[Rekordy ze zbioru danych]
========

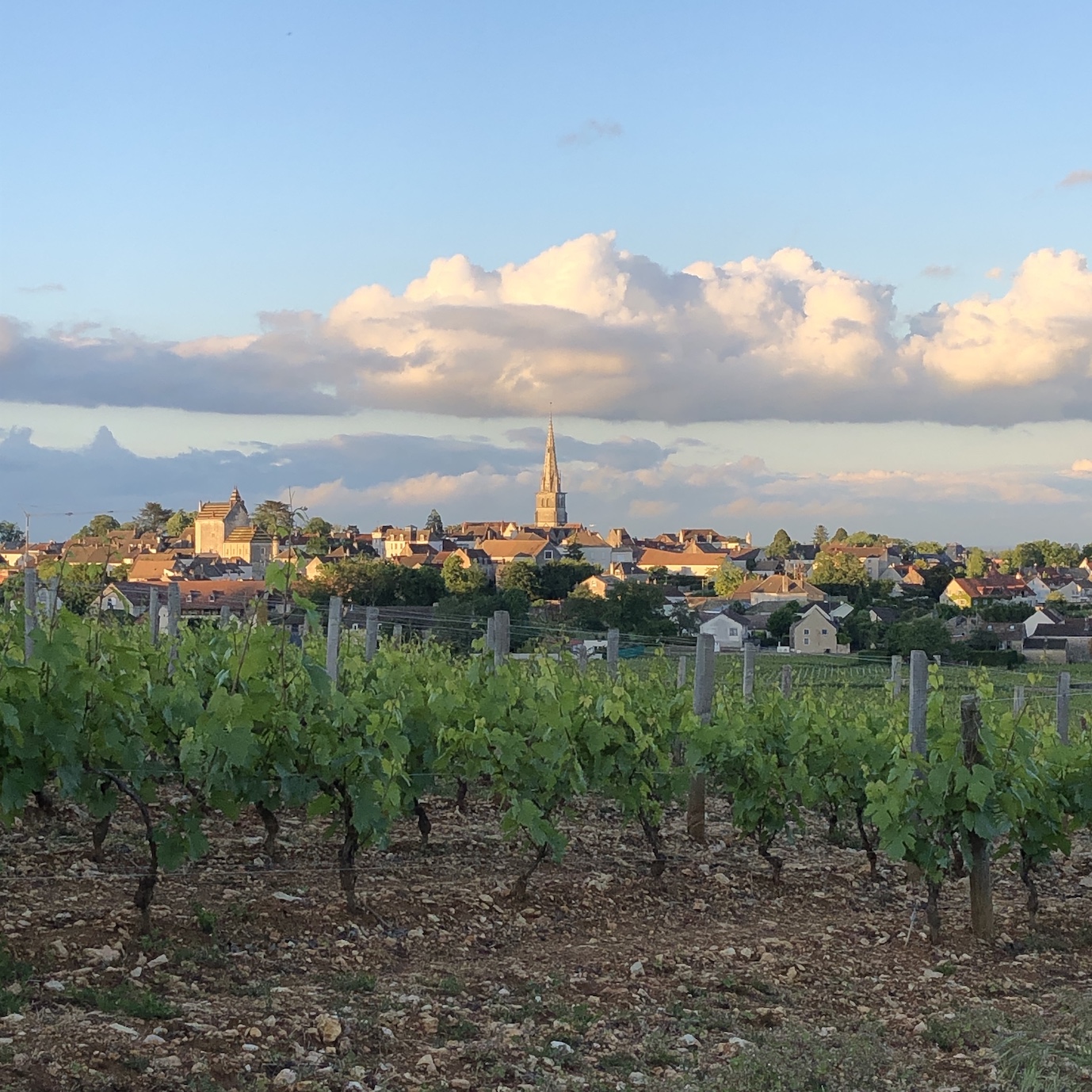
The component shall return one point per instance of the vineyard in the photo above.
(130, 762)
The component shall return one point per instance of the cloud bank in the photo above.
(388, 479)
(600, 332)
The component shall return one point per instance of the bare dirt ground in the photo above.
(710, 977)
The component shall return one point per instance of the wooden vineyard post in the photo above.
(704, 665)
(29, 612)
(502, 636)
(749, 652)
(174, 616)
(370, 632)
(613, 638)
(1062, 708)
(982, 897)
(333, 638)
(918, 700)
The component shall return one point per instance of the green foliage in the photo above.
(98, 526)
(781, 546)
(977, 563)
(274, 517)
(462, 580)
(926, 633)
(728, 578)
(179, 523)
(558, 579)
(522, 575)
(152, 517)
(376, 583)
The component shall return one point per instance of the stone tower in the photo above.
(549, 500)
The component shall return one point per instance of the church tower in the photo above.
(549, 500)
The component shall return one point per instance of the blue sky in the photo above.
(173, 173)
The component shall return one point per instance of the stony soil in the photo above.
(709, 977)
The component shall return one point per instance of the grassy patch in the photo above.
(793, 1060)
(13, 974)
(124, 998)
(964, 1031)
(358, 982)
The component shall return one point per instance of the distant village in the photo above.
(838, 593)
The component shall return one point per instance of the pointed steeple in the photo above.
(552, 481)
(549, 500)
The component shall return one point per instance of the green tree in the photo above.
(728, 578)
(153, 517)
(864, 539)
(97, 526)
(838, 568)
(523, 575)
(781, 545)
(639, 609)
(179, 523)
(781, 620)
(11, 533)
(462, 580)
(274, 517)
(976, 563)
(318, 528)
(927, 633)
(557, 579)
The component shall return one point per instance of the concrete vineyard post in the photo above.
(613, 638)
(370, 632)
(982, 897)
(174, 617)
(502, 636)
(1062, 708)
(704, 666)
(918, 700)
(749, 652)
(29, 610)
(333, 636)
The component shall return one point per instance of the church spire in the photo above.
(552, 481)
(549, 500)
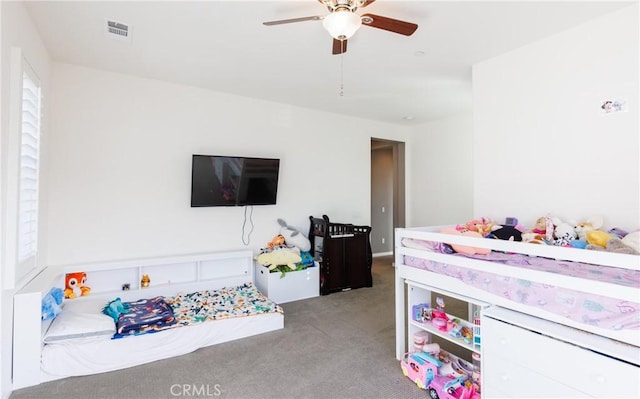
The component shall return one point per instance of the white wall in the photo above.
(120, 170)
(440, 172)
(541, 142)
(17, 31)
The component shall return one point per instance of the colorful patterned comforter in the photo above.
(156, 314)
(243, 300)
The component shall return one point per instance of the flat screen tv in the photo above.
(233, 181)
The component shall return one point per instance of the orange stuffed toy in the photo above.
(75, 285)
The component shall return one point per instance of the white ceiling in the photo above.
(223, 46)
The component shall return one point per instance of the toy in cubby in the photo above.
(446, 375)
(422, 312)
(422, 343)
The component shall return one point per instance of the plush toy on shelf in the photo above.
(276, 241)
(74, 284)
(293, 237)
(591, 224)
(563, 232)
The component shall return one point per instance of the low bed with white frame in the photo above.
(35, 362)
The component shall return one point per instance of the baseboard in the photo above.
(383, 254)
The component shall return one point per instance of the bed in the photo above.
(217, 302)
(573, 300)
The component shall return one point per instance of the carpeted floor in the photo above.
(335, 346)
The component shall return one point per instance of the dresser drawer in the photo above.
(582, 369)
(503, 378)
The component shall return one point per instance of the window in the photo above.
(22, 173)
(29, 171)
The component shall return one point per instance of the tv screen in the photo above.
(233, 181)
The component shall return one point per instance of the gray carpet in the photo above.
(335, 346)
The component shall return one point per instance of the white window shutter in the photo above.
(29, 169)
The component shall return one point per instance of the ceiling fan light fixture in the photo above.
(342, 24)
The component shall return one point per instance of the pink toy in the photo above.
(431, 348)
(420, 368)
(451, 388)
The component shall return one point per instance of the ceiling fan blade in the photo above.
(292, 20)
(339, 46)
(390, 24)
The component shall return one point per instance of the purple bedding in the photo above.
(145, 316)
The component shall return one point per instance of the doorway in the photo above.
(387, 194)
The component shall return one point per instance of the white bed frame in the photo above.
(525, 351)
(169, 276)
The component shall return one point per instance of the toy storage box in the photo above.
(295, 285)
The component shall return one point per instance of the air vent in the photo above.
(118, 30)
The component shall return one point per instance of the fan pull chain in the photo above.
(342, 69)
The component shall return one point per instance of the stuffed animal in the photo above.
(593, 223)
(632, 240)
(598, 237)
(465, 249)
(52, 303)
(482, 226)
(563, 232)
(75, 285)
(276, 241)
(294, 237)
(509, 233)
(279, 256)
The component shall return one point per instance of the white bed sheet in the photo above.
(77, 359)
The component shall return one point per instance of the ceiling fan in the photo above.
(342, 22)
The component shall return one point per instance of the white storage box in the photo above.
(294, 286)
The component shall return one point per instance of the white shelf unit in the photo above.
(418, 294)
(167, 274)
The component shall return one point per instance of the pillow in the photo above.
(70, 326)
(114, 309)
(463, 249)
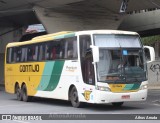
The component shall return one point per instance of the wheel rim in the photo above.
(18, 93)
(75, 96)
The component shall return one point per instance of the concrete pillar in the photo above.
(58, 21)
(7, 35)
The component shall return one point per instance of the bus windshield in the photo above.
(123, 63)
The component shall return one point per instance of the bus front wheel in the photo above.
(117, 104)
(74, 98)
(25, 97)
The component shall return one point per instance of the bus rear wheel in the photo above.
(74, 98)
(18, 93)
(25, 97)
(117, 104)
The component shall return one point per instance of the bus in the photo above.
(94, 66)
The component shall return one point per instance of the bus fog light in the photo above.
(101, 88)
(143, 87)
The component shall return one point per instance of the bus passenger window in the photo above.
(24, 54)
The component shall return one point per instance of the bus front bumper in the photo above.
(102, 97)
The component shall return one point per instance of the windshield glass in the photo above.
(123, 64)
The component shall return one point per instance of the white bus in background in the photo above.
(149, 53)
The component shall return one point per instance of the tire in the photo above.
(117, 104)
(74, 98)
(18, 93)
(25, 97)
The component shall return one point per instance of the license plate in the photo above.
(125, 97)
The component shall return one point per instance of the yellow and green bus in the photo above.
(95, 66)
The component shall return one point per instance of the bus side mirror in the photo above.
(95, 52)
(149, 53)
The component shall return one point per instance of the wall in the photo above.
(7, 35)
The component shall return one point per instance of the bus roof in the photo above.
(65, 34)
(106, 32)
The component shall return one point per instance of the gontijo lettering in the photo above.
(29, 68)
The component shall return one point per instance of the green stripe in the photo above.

========

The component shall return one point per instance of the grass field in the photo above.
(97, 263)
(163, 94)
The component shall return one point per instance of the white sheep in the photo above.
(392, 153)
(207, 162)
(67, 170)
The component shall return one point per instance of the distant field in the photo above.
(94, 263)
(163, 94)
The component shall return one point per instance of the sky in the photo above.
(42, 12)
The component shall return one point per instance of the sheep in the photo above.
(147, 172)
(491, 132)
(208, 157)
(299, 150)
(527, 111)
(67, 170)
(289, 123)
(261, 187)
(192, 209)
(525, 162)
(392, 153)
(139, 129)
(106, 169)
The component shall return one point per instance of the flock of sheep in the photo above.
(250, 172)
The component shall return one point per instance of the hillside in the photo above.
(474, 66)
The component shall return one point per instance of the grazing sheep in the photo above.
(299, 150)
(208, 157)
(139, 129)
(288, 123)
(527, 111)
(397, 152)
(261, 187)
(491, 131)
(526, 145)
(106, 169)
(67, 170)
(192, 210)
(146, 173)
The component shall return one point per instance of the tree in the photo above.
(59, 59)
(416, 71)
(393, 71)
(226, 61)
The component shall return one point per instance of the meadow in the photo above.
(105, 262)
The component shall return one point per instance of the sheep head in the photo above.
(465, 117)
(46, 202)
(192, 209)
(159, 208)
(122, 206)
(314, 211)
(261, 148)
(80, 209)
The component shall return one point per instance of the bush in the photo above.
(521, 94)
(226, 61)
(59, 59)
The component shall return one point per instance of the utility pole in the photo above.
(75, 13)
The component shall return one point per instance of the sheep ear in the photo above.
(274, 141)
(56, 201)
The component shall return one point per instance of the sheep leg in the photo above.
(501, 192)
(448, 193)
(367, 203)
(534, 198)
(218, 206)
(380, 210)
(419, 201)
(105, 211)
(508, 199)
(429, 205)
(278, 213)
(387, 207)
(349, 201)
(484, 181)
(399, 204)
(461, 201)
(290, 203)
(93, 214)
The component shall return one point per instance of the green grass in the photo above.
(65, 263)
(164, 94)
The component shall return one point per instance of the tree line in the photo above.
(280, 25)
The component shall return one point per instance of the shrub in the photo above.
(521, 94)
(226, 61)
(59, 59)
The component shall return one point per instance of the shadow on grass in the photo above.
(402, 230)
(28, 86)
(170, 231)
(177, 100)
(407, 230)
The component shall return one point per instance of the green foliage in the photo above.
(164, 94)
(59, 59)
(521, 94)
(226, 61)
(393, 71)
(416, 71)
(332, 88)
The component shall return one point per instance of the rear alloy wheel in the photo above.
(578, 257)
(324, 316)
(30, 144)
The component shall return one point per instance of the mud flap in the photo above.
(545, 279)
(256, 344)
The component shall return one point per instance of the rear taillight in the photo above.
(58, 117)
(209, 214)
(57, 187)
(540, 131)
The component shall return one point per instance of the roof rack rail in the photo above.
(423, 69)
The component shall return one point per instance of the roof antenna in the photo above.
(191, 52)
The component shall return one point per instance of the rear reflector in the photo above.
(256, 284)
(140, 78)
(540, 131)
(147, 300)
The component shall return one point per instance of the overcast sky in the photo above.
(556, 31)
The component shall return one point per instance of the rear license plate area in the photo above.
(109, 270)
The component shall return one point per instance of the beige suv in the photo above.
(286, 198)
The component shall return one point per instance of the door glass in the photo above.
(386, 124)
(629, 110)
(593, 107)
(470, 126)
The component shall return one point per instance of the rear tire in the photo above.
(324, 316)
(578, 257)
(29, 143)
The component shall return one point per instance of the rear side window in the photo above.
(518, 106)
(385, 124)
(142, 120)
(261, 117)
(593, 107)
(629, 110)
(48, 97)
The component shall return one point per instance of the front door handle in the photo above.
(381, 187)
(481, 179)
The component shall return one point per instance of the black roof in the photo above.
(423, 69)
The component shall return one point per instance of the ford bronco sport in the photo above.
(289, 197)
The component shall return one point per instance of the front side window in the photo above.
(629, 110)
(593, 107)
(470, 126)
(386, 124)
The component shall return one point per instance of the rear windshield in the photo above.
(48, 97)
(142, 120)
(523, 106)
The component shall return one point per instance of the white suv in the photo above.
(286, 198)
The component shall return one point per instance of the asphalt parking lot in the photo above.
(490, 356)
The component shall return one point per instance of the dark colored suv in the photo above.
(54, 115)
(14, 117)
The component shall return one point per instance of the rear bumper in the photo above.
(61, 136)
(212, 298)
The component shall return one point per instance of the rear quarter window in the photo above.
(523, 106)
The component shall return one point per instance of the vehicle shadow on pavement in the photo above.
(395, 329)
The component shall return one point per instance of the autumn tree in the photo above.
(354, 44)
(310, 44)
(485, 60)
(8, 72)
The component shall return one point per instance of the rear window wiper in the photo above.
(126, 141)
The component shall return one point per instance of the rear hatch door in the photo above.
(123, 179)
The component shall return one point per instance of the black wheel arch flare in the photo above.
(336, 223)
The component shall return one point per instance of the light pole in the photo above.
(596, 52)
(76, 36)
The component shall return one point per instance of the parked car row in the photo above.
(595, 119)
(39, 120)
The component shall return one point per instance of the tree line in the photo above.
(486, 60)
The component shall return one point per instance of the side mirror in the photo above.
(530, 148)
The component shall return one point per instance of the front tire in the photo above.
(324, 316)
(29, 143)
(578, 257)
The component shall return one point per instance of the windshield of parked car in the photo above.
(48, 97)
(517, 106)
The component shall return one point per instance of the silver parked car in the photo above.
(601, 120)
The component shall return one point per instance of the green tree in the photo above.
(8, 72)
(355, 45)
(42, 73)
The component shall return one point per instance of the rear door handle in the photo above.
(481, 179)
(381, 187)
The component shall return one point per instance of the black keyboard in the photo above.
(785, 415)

========

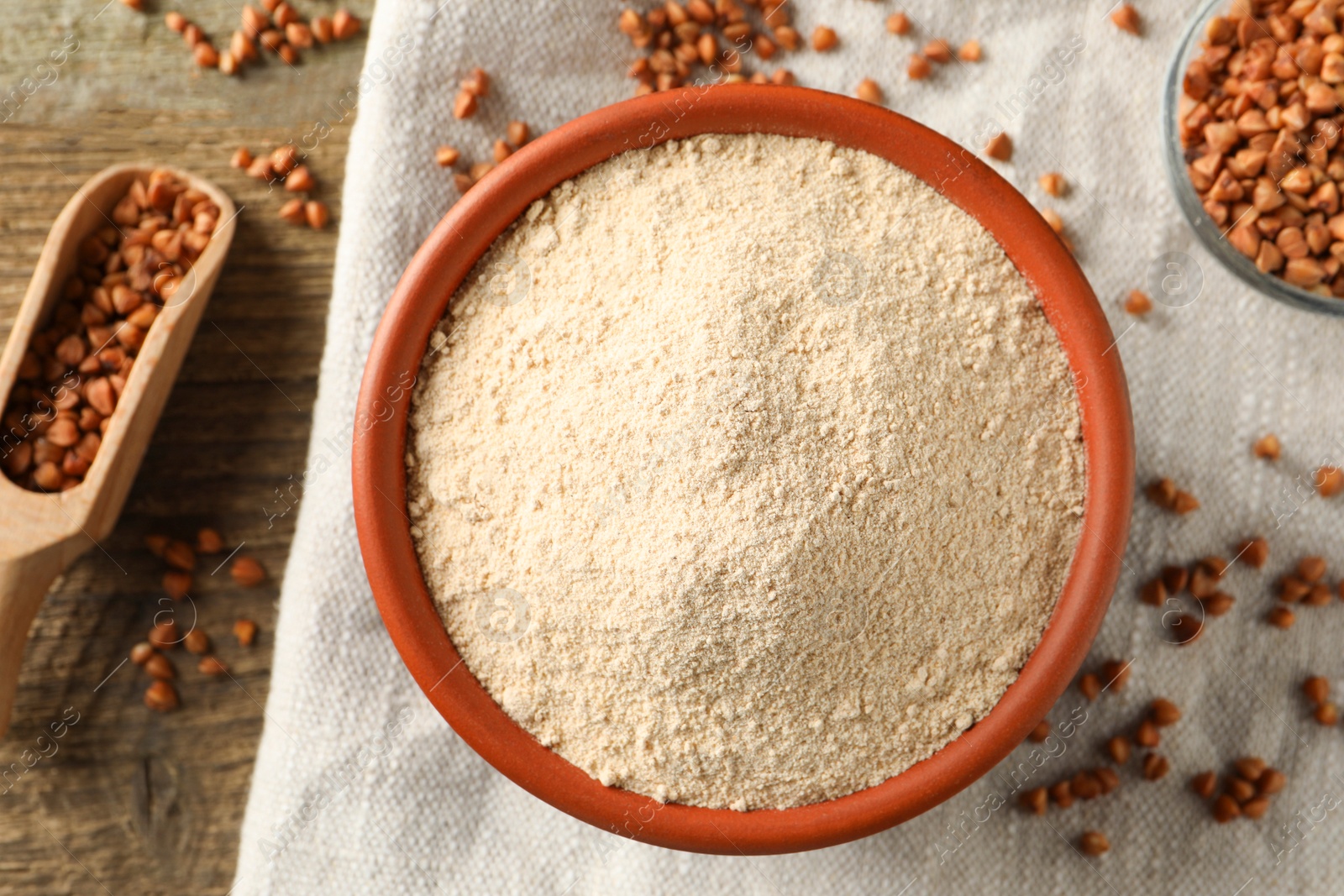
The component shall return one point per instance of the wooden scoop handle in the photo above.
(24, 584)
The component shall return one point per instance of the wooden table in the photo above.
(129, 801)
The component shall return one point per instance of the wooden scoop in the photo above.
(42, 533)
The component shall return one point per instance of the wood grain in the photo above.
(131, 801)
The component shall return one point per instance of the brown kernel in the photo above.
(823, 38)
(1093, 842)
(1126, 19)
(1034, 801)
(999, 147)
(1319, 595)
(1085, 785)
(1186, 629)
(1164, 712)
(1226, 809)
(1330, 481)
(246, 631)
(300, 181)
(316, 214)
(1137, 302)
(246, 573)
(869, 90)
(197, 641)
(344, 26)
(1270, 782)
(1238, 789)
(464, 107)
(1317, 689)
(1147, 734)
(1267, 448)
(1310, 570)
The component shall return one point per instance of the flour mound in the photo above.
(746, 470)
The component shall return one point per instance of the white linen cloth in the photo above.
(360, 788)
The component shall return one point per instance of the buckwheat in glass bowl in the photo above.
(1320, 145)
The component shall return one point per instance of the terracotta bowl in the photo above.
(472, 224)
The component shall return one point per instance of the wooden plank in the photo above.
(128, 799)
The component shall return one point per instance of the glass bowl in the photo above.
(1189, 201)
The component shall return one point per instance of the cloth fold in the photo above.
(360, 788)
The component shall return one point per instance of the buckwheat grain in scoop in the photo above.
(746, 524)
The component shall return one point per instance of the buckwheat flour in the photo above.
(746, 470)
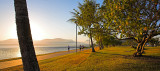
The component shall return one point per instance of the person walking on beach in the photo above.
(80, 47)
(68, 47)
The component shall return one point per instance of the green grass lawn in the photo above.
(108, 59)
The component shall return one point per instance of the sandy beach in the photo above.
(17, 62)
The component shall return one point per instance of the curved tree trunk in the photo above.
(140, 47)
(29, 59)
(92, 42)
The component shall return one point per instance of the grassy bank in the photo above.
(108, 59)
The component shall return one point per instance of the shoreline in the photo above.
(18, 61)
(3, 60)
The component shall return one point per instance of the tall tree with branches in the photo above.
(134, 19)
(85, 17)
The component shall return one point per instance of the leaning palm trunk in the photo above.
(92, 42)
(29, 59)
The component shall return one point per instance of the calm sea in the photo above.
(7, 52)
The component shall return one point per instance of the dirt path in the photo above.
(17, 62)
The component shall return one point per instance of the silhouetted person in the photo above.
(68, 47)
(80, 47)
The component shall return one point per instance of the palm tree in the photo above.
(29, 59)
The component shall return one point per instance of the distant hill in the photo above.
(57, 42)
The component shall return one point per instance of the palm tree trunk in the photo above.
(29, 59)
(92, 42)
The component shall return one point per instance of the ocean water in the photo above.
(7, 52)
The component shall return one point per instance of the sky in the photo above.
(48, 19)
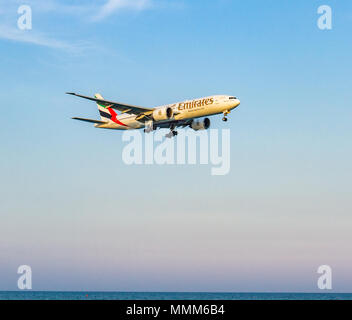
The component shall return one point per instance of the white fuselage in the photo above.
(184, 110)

========

Wyodrębnij z powyższych pozycji każdy wiersz zawierający słowo „person”. Wielkość liter ma znaczenie.

The component shall return one point per instance of the person walking on beach in the photo above.
The component shall return one point per instance of the silhouetted person in the photo above.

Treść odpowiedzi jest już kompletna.